作業の内容 →
[a] この漫画紹介文によると、坂井大輔がすぐに是枝一希の元へ向かえたのはなぜか。一文から三文で説明してほしい。
[b] この漫画紹介文の中でかぎかっこ付きで挙げられている作品名を、すべて書き出してほしい。
[c] この漫画紹介文のうち、「この話の主人公の是枝一希は18歳の高校生。」から「それを見つけた坂井大輔はすぐに是枝の元に向かう。」までを、その終わりの語句も含めて一字も変えずに書き写してほしい。

本文の抜粋 →
-*-*-

「王様達のヴァイキング」というハッカーが世界を救う漫画が超面白かった。



あらすじ

たまにネットで話題に上がる「王様達のヴァイキング」。



何これ面白そう。


ということで、Kindleで8巻全部大人買いして読んでみたら、東京姉妹のオススメのくせにめちゃくちゃ面白かった!

特にベンチャー企業で働いてる人や、IT業界で働いている人には絶対響くと思う。

この話の主人公の是枝一希は18歳の高校生。

映画「ソーシャル・ネットワーク」のマーク・ザッカーバーグしかり、ドラマ「リッチマン、プアウーマン」の日向徹しかり、天才プログラマーはだいたいにおいてコミュ症で変な奴として描かれる。まともなのは「ブラッディ・マンデイ」の高木藤丸くらいだった気がする。


是枝一希もハッカーの例に漏れず、コミュ症変人の社会不適合者として描かれている。

コンビニのバイトは3回やって3回ともクビになった。
人とも上手く話すことができない。

幼い頃に義父に買い与えられたPCだけが、自分を理解してくれるモノだった。

大手金融会社をクラッキングしたときに、わざと自分の居場所を示すようなログ(痕跡)を残す。
それを見つけた坂井大輔はすぐに是枝の元に向かう。

坂井大輔は会社を成功させ、上場したときの売却益で20億円を稼いだ。
エンジェル投資家として、若い可能性に投資を行っている。

夢は世界征服。


坂井は是枝を警察に突き出すのではなく、その腕に賭けることにした。




多くの優秀なハッカー達の、絶え間ない探究心と限りない労力で、新しい世界が創られてきたんだ。

だからもう一度言う。

俺は世界征服がしたい。お前の手を使って。



是枝はこれまでどんな仕事をやってもうまくいかず、高校も中退した。

そんな是枝の話を唯一聞いてくれたのが坂井だった。

その坂井の期待に応え、天才的なスキルを駆使して数々の事件を解決していく。


引きの言葉がまた素敵だ。

-*-*-

データ →
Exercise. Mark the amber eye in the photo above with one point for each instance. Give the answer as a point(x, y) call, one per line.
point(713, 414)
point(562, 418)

-*-*-

作業ごとの回答 →
[a] 是枝は大手金融会社をクラッキングしたとき、わざと自分の居場所を示すようなログ(痕跡)を残した。坂井大輔はそのログを見つけたので、すぐに是枝の元へ向かうことができた。

[b]
王様達のヴァイキング
ソーシャル・ネットワーク
リッチマン、プアウーマン
ブラッディ・マンデイ

[c]
この話の主人公の是枝一希は18歳の高校生。

映画「ソーシャル・ネットワーク」のマーク・ザッカーバーグしかり、ドラマ「リッチマン、プアウーマン」の日向徹しかり、天才プログラマーはだいたいにおいてコミュ症で変な奴として描かれる。まともなのは「ブラッディ・マンデイ」の高木藤丸くらいだった気がする。


是枝一希もハッカーの例に漏れず、コミュ症変人の社会不適合者として描かれている。

コンビニのバイトは3回やって3回ともクビになった。
人とも上手く話すことができない。

幼い頃に義父に買い与えられたPCだけが、自分を理解してくれるモノだった。

大手金融会社をクラッキングしたときに、わざと自分の居場所を示すようなログ(痕跡)を残す。
それを見つけた坂井大輔はすぐに是枝の元に向かう。